■ YOUR TASK: Pull out every line of the records below that contains the word "grass", treating uppercase and lowercase as different.

(Items from a data source)
# # # #

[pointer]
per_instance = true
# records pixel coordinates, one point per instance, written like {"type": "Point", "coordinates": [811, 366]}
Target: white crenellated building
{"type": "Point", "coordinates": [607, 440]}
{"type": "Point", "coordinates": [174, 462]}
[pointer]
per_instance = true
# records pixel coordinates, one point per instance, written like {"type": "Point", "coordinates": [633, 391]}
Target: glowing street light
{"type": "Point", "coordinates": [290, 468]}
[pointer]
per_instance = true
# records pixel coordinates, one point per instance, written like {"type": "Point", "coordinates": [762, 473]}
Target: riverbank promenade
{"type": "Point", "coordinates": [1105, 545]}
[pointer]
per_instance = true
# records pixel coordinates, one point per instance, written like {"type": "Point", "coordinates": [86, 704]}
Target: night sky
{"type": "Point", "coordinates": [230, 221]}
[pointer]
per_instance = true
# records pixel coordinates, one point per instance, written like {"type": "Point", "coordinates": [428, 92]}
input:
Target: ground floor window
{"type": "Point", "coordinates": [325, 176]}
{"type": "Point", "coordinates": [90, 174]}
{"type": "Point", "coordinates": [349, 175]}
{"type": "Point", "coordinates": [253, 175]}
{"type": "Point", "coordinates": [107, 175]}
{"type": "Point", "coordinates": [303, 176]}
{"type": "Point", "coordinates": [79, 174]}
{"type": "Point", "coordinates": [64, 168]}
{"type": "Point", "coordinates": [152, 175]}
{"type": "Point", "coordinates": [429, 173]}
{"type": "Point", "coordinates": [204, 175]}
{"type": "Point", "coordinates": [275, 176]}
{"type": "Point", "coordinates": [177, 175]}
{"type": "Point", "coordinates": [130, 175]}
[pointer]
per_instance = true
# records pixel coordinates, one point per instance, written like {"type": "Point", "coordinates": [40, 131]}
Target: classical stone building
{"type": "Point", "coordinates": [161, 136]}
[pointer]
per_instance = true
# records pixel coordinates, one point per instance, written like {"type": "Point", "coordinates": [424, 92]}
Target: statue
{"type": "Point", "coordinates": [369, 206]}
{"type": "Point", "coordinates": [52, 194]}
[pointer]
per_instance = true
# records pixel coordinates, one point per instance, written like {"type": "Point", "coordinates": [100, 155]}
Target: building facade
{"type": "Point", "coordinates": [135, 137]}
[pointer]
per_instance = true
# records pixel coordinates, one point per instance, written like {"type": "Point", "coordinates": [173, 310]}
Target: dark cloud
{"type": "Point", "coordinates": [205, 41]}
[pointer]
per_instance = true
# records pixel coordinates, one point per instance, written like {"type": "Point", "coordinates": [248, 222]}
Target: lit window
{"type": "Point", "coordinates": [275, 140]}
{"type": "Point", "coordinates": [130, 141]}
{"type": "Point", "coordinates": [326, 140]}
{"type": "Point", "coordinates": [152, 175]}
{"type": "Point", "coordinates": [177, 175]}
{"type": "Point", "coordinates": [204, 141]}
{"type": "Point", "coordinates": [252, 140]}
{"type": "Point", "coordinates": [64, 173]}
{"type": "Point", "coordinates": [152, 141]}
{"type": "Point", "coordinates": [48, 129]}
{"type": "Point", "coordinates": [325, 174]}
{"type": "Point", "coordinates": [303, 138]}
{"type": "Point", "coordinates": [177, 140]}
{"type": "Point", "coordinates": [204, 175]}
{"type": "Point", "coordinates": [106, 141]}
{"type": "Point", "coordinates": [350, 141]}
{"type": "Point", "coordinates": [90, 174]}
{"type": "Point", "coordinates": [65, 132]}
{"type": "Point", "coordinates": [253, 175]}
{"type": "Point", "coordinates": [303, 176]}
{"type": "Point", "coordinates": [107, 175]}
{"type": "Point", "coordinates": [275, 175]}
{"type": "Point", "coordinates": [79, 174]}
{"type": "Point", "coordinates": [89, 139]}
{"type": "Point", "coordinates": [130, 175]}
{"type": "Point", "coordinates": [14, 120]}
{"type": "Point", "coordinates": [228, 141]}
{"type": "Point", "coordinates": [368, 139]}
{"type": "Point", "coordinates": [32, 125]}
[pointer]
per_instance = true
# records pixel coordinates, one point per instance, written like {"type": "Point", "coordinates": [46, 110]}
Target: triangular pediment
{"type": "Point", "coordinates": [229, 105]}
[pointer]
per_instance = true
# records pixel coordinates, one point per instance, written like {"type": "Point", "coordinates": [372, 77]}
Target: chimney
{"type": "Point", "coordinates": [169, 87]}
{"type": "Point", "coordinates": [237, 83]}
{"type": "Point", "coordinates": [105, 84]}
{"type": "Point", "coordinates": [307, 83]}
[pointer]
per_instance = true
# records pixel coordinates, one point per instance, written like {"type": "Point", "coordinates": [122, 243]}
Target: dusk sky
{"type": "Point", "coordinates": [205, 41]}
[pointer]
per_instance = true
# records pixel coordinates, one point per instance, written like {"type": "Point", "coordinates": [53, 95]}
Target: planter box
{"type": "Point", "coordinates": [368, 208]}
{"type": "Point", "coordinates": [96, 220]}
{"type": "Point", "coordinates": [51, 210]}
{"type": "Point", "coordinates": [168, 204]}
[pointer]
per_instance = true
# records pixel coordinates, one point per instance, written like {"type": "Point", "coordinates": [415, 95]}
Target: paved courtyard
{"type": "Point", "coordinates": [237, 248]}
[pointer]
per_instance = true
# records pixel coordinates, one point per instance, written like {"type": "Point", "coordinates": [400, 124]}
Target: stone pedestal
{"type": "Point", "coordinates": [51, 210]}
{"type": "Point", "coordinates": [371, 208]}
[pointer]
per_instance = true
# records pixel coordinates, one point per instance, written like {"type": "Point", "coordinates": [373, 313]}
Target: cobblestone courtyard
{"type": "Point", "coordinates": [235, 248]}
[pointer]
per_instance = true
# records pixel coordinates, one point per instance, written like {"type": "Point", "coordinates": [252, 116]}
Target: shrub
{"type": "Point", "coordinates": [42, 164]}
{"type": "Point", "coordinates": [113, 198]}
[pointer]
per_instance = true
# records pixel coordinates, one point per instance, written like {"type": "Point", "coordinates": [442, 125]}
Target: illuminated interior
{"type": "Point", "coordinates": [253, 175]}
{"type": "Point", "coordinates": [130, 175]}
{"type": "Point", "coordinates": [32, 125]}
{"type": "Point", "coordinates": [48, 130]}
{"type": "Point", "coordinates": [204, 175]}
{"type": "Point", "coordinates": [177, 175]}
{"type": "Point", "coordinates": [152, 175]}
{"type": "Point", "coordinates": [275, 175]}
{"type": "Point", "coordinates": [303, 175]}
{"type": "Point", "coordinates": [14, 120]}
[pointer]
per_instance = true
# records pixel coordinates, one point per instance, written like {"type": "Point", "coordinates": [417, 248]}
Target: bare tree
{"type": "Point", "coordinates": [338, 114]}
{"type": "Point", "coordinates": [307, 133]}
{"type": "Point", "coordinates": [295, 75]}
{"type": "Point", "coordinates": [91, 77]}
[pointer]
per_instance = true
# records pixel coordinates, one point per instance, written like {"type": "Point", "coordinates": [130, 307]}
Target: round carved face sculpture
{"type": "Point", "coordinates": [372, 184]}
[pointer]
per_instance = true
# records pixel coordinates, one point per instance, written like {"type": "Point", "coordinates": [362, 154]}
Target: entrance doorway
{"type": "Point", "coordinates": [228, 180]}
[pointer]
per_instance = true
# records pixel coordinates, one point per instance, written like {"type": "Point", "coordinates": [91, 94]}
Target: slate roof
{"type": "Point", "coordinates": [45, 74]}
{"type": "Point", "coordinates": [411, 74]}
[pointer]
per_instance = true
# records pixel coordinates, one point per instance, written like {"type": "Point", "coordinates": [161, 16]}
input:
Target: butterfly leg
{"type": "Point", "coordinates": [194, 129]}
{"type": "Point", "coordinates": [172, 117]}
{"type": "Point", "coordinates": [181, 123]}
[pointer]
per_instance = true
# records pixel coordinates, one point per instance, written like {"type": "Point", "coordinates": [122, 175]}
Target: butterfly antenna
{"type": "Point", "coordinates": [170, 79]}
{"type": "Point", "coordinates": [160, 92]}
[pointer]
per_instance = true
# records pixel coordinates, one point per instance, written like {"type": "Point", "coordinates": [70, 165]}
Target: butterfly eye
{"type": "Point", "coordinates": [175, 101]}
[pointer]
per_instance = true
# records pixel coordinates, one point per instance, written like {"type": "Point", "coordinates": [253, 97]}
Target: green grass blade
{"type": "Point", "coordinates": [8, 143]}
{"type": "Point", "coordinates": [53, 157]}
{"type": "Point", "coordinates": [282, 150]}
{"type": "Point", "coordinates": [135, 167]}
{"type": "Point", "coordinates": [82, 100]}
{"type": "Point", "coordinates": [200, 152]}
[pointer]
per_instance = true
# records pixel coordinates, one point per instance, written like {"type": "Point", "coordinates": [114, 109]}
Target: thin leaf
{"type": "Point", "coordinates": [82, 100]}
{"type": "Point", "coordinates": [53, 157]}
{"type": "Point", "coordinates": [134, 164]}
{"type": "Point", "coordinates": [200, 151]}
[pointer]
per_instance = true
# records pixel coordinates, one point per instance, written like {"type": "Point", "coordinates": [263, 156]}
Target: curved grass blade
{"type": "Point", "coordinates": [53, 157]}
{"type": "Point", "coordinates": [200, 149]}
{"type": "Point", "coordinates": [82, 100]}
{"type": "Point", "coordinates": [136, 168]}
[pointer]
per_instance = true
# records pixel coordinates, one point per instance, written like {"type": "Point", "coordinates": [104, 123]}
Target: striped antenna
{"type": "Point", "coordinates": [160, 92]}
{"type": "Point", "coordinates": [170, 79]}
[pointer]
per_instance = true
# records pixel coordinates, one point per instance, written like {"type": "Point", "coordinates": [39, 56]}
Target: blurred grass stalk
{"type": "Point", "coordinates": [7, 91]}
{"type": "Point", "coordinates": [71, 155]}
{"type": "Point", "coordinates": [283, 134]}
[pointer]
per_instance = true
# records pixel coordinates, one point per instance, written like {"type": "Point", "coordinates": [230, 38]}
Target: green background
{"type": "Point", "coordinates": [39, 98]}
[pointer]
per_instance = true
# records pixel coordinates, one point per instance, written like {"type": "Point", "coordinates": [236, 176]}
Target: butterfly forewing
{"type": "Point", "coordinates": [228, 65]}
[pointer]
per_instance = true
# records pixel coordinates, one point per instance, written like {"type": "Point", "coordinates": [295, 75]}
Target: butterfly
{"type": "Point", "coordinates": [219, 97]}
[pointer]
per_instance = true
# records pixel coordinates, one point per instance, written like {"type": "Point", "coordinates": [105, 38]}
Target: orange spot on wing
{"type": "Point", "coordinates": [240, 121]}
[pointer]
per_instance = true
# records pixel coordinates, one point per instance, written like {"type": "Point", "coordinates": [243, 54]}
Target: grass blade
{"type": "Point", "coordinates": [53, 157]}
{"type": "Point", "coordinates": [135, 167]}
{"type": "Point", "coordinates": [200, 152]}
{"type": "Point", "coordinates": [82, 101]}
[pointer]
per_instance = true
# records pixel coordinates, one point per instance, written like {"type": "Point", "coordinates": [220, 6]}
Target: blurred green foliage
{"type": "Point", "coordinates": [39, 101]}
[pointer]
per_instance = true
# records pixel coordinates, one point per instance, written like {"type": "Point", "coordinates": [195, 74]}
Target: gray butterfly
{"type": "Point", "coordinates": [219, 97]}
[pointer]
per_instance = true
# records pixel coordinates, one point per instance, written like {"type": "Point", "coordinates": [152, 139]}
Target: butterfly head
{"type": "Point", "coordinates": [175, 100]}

# # # #

■ SOLVED PROBLEM:
Target: green grass blade
Target: curved grass blade
Target: blurred grass stalk
Target: grass blade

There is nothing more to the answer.